_Sayfa_
Soru İnanç İle İbadet Arasındaki İlişkisi Arasındaki Fark Nedir?

Konusu 'Bunları Biliyor muydunuz?' forumundadır ve saadet tarafından 23 Kasım 2018 başlatılmıştır.

  1. saadet

    saadet Moderatör Admin

    İnanç İle İbadet Arasındaki İlişkisi Arasındaki Fark Nedir?

    İNANÇ İLE İBADET İLİŞKİ

    Kuran-ı Kerim’de birçok ayeti kerimede bk. Bakara suresi, 277. ayet; Beyyine suresi, 7. ayete “Ey iman edenler ve salih amel işleyenler...” buyrulması inanç ile ibadet arasında bir irtibat olduğunu göstermektedir. İnanç ile ibadet arasındaki ilişkiye iki açıdan bakmak mümkündür. Kelâm ve Akâid ilmi açısından baktığımızda; ehl-i sünnet kelamcılarına göre amel, imanın cüzü (parçası) değildir.

_Veri listesi_
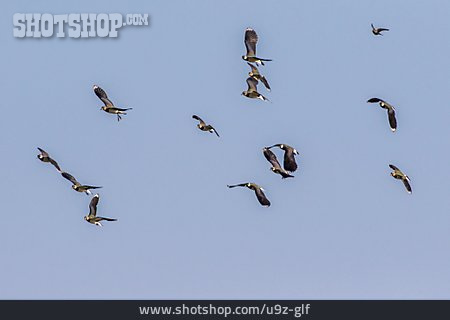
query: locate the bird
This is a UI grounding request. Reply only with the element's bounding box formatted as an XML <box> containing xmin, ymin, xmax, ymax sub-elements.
<box><xmin>247</xmin><ymin>62</ymin><xmax>270</xmax><ymax>91</ymax></box>
<box><xmin>93</xmin><ymin>85</ymin><xmax>133</xmax><ymax>121</ymax></box>
<box><xmin>370</xmin><ymin>23</ymin><xmax>389</xmax><ymax>36</ymax></box>
<box><xmin>61</xmin><ymin>172</ymin><xmax>102</xmax><ymax>195</ymax></box>
<box><xmin>242</xmin><ymin>77</ymin><xmax>269</xmax><ymax>101</ymax></box>
<box><xmin>242</xmin><ymin>28</ymin><xmax>272</xmax><ymax>65</ymax></box>
<box><xmin>84</xmin><ymin>194</ymin><xmax>117</xmax><ymax>227</ymax></box>
<box><xmin>192</xmin><ymin>114</ymin><xmax>220</xmax><ymax>137</ymax></box>
<box><xmin>37</xmin><ymin>147</ymin><xmax>61</xmax><ymax>172</ymax></box>
<box><xmin>389</xmin><ymin>164</ymin><xmax>412</xmax><ymax>193</ymax></box>
<box><xmin>227</xmin><ymin>182</ymin><xmax>270</xmax><ymax>207</ymax></box>
<box><xmin>267</xmin><ymin>143</ymin><xmax>299</xmax><ymax>172</ymax></box>
<box><xmin>367</xmin><ymin>98</ymin><xmax>397</xmax><ymax>132</ymax></box>
<box><xmin>263</xmin><ymin>147</ymin><xmax>294</xmax><ymax>179</ymax></box>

_Görev A_
İnanç ve ibadet yazısına göre ehl-i sünnet kelamcıları amel ile iman arasındaki ilişki hakkında ne söyler?
_Görev B_
Lütfen inanç ve ibadet yazısını bıraktığı yerden sürdürün.

_Doğru cevap A_
Ehl-i sünnet kelamcılarına göre amel, imanın cüzü (parçası) değildir.

_Doğru cevap B_
    İman eden bir kişi farzları terkettiğinde ya da haram olan davranışları yaptığında işlediği günahı helal saymadığı sürece dinden çıkmaz. O kişi günahkâr mü’min kabul edilir. İnancın varlığı ibadetin varlığına bağlı değildir. Fakat ibadetin olmadığı bir iman meyvesiz bir ağaca benzer, kuvvetli ve sağlam değildir. İmanı üstün bir dereceye çıkarmak ve uhrevî nimetlere ulaşmak için ibadet gereklidir.

    İnanç ile ibadet ilişkisi
    Fıkıh ilmi açısından inanç-ibadet ilişkisine baktığımızda; yapılan bir ibadetin Yüce Allah (c.c.) katında geçerli olabilmesi için Allah Teala'ya iman etmiş olmak şarttır. İnançsız bir kişinin yaptığı davranışlar o kişiye ibadet sevabı kazandırmayacaktır. İnanmayanların yaptıkları ameller geçersiz kabul edilecektir ve o kişiler ahirette hüsrana uğrayanlardan olacaklardır.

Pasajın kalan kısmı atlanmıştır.